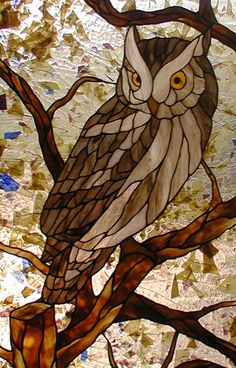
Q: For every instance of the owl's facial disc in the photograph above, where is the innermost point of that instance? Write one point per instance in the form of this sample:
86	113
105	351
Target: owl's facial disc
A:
136	78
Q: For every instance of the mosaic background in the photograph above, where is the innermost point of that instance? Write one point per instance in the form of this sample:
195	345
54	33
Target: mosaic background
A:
55	43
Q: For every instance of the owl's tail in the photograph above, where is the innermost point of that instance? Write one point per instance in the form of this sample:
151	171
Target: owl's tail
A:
70	270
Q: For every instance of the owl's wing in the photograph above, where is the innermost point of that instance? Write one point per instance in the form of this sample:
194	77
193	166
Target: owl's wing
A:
104	156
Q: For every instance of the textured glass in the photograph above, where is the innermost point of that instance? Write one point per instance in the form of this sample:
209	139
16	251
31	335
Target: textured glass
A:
51	44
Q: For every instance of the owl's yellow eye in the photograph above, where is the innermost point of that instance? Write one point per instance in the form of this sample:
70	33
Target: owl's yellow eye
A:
178	80
136	79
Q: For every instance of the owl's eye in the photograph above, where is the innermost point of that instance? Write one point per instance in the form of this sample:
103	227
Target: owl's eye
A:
178	80
136	79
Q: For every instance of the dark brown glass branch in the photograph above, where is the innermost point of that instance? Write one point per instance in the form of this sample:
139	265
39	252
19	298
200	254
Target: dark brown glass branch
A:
200	20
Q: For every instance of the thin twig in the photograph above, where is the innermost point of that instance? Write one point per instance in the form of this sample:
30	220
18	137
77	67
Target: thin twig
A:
26	255
64	100
216	196
200	20
171	352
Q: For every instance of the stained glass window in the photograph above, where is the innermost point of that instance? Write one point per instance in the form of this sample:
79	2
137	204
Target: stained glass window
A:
117	183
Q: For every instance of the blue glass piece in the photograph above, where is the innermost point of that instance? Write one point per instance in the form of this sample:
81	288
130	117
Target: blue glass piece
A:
25	264
12	135
84	355
19	276
7	183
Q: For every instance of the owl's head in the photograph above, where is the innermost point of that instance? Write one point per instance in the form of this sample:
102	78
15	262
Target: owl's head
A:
166	76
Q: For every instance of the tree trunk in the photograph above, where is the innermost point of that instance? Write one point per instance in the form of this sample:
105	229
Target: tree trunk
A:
33	336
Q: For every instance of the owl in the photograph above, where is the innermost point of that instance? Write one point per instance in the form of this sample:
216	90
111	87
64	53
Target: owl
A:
132	158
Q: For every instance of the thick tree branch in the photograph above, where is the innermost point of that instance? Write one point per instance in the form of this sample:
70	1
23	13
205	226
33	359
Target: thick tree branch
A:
199	364
131	270
47	142
6	354
138	306
43	118
201	20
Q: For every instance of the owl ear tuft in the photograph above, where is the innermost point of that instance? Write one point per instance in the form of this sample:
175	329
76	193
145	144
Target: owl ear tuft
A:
206	41
136	34
203	44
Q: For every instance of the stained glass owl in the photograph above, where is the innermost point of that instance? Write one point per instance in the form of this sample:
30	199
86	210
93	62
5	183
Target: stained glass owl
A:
131	159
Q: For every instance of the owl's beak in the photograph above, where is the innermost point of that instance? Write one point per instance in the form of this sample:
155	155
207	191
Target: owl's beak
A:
153	106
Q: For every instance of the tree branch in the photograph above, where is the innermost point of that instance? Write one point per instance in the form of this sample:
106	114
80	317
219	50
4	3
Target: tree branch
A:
26	255
43	118
200	20
199	363
64	100
216	196
138	306
6	354
43	125
130	271
170	355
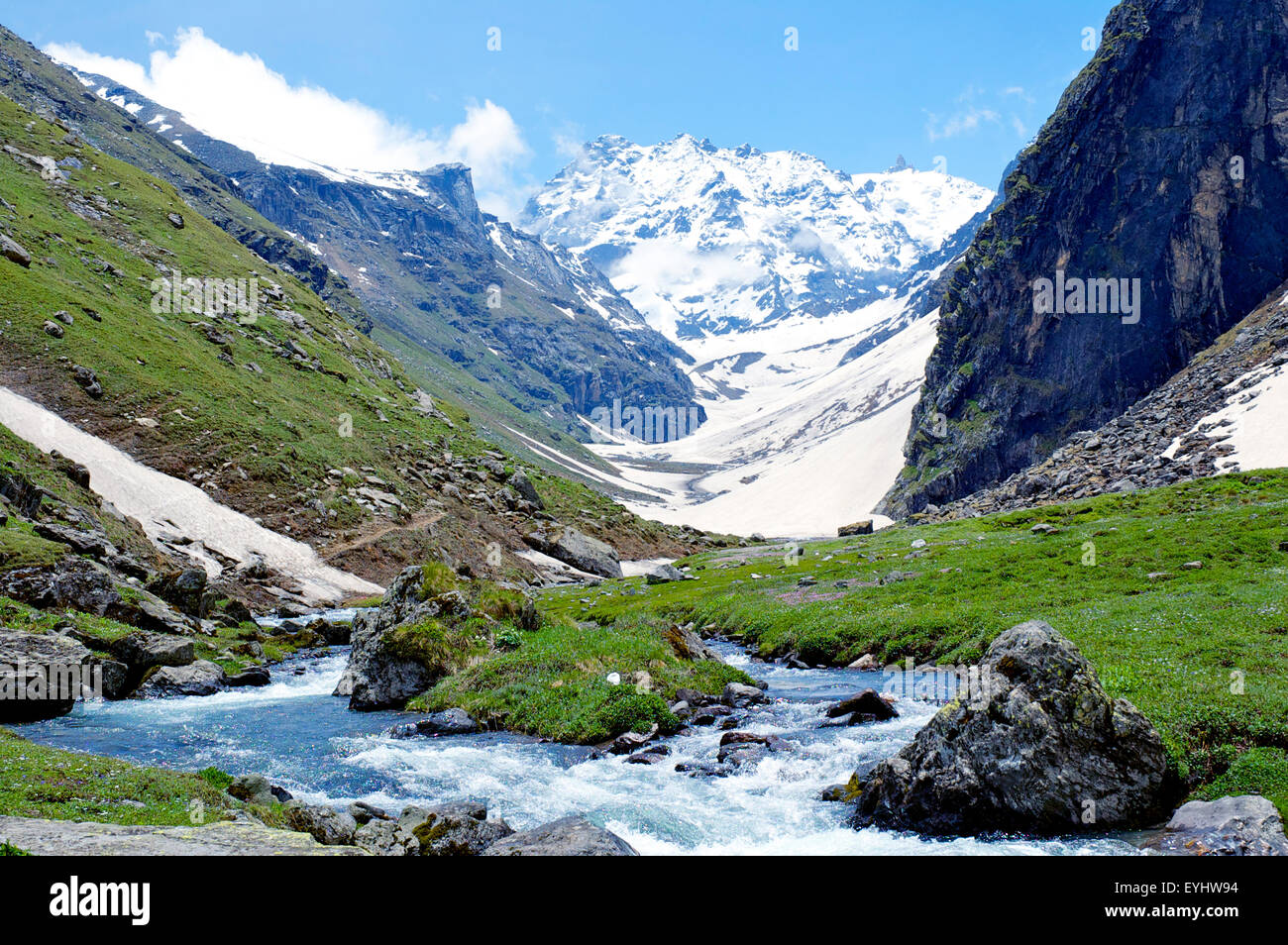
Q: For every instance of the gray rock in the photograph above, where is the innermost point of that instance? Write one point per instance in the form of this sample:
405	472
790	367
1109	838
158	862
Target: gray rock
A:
141	651
864	707
454	721
1037	747
738	695
452	829
1243	825
326	825
250	677
380	675
198	679
14	253
523	486
256	788
566	837
380	838
662	575
581	551
222	838
42	675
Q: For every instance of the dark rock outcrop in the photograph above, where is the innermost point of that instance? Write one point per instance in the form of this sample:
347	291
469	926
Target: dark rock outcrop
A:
1163	162
452	721
566	837
864	707
42	675
1037	747
1243	825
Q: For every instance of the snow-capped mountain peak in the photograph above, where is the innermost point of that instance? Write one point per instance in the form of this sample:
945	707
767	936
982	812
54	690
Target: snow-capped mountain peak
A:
708	240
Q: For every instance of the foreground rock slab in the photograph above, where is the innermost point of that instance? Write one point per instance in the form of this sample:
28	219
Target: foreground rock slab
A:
566	837
1243	825
1037	747
223	838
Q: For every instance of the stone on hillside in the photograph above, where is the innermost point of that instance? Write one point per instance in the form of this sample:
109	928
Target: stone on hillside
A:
250	677
566	837
88	380
1037	747
14	253
662	575
198	679
524	489
1243	825
42	675
184	589
581	551
452	829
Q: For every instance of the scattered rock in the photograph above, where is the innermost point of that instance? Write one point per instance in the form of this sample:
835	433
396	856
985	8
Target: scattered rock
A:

▬▬▬▬▬▬

## [REQUIRED WORK]
Each line above is to be copied exactly, and the pictures are to be dropped.

## [PROBLEM SOLUTION]
Q: For every instance of the owl's facial disc in the photograph above, where is the innermost point of that instance? Write one point per instance in the form of this sample:
86	113
105	351
Target: owl's facial disc
A:
136	78
Q: For every instance of the mosaic background in the photograph above, where is the innermost point of that instance? Write one point per instance in the form of this sample:
195	345
54	33
Target: mosaic background
A:
55	43
Q: For every instance of the owl's tail in the photograph above, where is the innermost point of that instance? Write one point per instance in the form of this sample:
151	171
Target: owl's tail
A:
70	270
Q: For every instance of the owl's wing in the photograph above, where is the innermost point of that instance? Write one point per instance in the form of this sample:
194	77
193	166
Target: owl's wing
A:
104	156
Q: For every instance of the textured glass in the photograph above, where is the innermost point of that instance? Write one point per instance in the form of this sample:
209	139
16	251
31	335
Target: textured glass
A:
51	44
Q: For every instance of the owl's yellow eye in the photograph above, where is the innermost point of that instance? Write one point per instance in the form of this sample:
70	33
Target: owl's yellow eye
A:
178	80
136	79
Q: For every instance of the owl's eye in the photograph above, where is the innermost point of that instance? Write one point per instance in the form of this sample:
103	227
Target: owl's eye
A:
178	80
136	79
Q: For every instance of the dark brown glass branch in the photograph above, where is the innermost point of that instance? Write one point per instance in the form of this sample:
139	265
39	252
19	298
200	254
Target: dark brown glass branch
A:
200	20
Q: For every instance of the thin twig in the photograph above, where is the innermost point of that instance? Write one point per instance in the form of this sample:
30	220
18	137
77	67
Target: thin twig
A:
26	255
64	100
216	196
200	20
171	352
Q: For every instance of the stained glass window in the photograph above, where is the innermost point of that instance? Write one point per instance in the form of this sample:
79	2
137	204
Target: stained glass window
A:
117	183
Q: For every instance of the blue glass piece in the photograph above, where is the innermost point of that instance? Write one point per instance in the form of this sample:
81	288
130	117
Target: blue glass piece
A:
25	264
12	135
84	355
19	276
7	183
Q: For every instance of the owl's head in the photograph above, where is the innermost point of that instance? Write one point per instance in the form of this sample:
102	78
15	262
Target: owl's head
A:
166	76
Q: For every instance of the tree trunk in the photograph above, where is the innermost point of that instance? Write one point per instance in the form of this sample:
105	229
Target: tree trunk
A:
33	336
Q: For every instance of the owl in the photograph above, where is the innermost point of that instance? Write one point per instance in the form of this sample:
216	90
111	87
64	53
Target: owl
A:
132	158
Q: For every instance of the thick tree branch in the photograph above, where is the innermost point of that instance? Write one point per instance in the form of this sample:
70	1
23	13
205	226
33	359
Target: thick tree branch
A:
199	364
131	270
47	142
6	354
138	306
43	118
201	20
Q: For every instance of the owl ear tuft in the photograph above, where is the innermost point of that instance? Write one point per instance in the form of this sample:
175	329
76	193
145	144
Target: owl ear tuft
A:
206	41
136	34
203	44
Q: For every instance of the stained glass owl in the photograph above, where is the innermost point of that instance? Write one point per instance in the form of this sample:
30	199
86	210
93	62
5	183
Target: stained glass owl
A:
131	159
Q: For every instance of the owl's beak in the photograph above, where is the innermost point of that instance? Write one point per instance in the form of this sample:
155	155
207	191
Target: owl's beak
A:
153	106
Q: For every instance of the tree branch in the photograph above, where is the innermost point of that instance? Write one point per instance in the form of this sample:
106	114
80	317
219	50
4	3
Target: tree branch
A:
26	255
43	118
200	20
199	363
64	100
216	196
138	306
6	354
43	125
130	271
170	355
Q: For every instance of the gray rock in the photograph above, where is the innermost point of that instance? Write one point per instance in the form of this sample:
405	472
790	367
1109	838
158	862
Target: gray rock
A:
141	651
864	707
454	721
1037	747
738	695
452	829
1243	825
326	825
250	677
380	675
198	679
14	253
523	486
256	788
566	837
380	838
662	575
581	551
222	838
42	675
Q: For every instance of the dark rock outcrop in the photograph above, where is the innermost point of that instance? Write one point per instance in the form of this sample:
347	291
469	926
Target: dark rock outcrop
A:
1163	162
452	721
566	837
864	707
42	675
1037	747
1243	825
Q: For every instance of the snow-capped mountain peak in the photograph above, where is the innermost point of that instance? Write one point per instance in the form of this sample:
945	707
767	936
982	812
54	690
Target: snow-capped mountain peak
A:
708	240
Q: For every instance of the foreground rock slab in the photograph above, where is the innermost point of that instance? Write one point per instance in the form of this sample:
28	219
Target: foreground rock slab
A:
566	837
1243	825
1037	747
223	838
Q: For every instance of the stone on hillside in the photograph above, where is the innermost point of that instance? Write one point per instance in the form of this sample:
109	928
Target: stone on hillside
A:
250	677
566	837
88	380
1037	747
14	253
662	575
198	679
524	489
1243	825
42	675
184	589
581	551
452	829
Q: For every instance of the scattered rock in the photograph above, where is the innermost point of that instance? Write one point per instance in the form of this sample:
835	433
396	856
985	8
Target: scattered rock
A:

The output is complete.